**EXERCISE AIM:** Restate each line word for word. Leave out every picture.

**SOURCE RECORDS:**
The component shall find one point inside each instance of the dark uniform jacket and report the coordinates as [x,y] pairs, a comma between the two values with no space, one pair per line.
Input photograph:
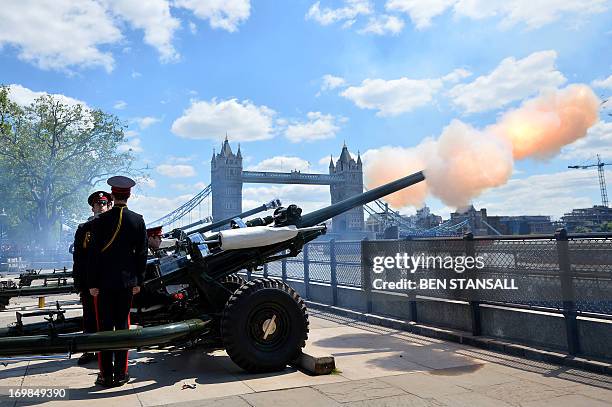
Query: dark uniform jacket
[118,255]
[82,239]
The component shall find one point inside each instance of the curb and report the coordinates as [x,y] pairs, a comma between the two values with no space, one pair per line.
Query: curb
[451,335]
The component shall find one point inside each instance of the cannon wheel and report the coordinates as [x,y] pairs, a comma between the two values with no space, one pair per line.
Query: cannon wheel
[264,325]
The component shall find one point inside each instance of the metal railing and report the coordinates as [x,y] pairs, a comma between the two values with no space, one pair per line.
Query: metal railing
[564,274]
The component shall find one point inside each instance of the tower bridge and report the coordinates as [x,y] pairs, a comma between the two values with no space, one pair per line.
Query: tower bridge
[345,179]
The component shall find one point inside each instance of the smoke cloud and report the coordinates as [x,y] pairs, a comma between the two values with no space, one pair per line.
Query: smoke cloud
[464,161]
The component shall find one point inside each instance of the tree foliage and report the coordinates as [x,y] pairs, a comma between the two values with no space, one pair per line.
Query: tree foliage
[51,154]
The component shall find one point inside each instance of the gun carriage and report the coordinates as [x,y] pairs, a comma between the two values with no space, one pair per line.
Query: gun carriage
[193,294]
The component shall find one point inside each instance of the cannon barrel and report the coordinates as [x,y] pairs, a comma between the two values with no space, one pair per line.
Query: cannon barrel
[37,290]
[107,340]
[323,214]
[273,204]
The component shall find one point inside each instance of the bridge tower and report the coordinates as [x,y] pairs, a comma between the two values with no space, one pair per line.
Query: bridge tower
[352,173]
[226,182]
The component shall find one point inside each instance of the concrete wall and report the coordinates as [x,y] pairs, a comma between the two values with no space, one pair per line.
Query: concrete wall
[524,326]
[595,337]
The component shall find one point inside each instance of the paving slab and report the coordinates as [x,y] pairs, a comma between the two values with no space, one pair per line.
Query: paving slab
[572,400]
[376,366]
[300,397]
[423,385]
[357,390]
[470,399]
[406,400]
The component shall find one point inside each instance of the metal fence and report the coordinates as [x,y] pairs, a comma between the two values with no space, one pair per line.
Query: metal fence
[568,275]
[554,272]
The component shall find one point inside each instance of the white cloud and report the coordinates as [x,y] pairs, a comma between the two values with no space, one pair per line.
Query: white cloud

**EXERCISE SOLUTION:**
The component shall find one point inside each instance of the dark uniform jacket and report the coordinates as [x,y] pairs, a comma between the two values with no space, one pair per line.
Input photograph:
Query: dark uniform jacket
[118,255]
[82,239]
The component shall find one point inside each instance of the curb and report the coordinates as [x,y] pairs, a comma between the two values with no space, one pair per line.
Query: curb
[451,335]
The component shall find one point inside each instance of the cannon wheel and report the coordinates as [x,y] pairs, a comma between the two values with no space, one pair per line.
Query: cannon wheel
[264,325]
The component shall find one point inside each instance of the metal railing and report the coordinates as [x,y] pairs, a comma between the two values with no space, one pair per line.
Query: metal railing
[564,274]
The component shall find one point inside each instance of the tower bridge and report the coordinates as [x,y] pairs, a comma between the two values with no space, one pair per line.
Query: tower bridge
[345,179]
The component shall find one point inside each instance of the smoke cloud and report the coordinates as [x,y] pairs, a comma between the two values with no space, one pair per line.
Query: smoke cloud
[464,161]
The component shall find one point inside each instance of the tree foliage and report the coordinates as [x,y] pairs, a comma between the two values with no space, one pair per line.
Query: tree foliage
[51,154]
The component shall find one point inside each instance of the gun carriage and report the coordinates as [x,y] pairs, a comma between the two values with no space, one pair per line.
Query: gun carriage
[193,294]
The component shall find one point inside each instance of the cannon barrel and report the coordinates as [x,y] pairs, a comma between the two values with no space, one pair per line.
Query: cannon barrel
[37,290]
[107,340]
[323,214]
[273,204]
The component shall find one point inside each instance of the bridge tower and report the coordinates as [x,y] pairs, a comma between the two values with no space, one pair per line.
Query: bridge tower
[352,173]
[226,182]
The component shall find one point inside each instance of the concrete wall and report the coordinates as [x,y] pairs, a comma between the two values with no space, one pair per line.
Query: concrete wall
[524,326]
[595,337]
The component shall find one point inside each instance of the paving slab and report the coordinates as [x,y] pairs, a comma between the two values with no space, one pair per line.
Query: paving slab
[572,400]
[376,366]
[300,397]
[423,385]
[357,390]
[470,399]
[406,400]
The component shall find one point inside each instance of the metal fence and report the coordinates as [x,y] pairs, a comma between the two values with no space, one pair per line.
Query: metal fence
[568,275]
[554,272]
The component shall find one point inside each instance of the white cloud and report the coordinates as [x,y] pairs, a comma between the two values with no space, one pair per line.
Query: white cloud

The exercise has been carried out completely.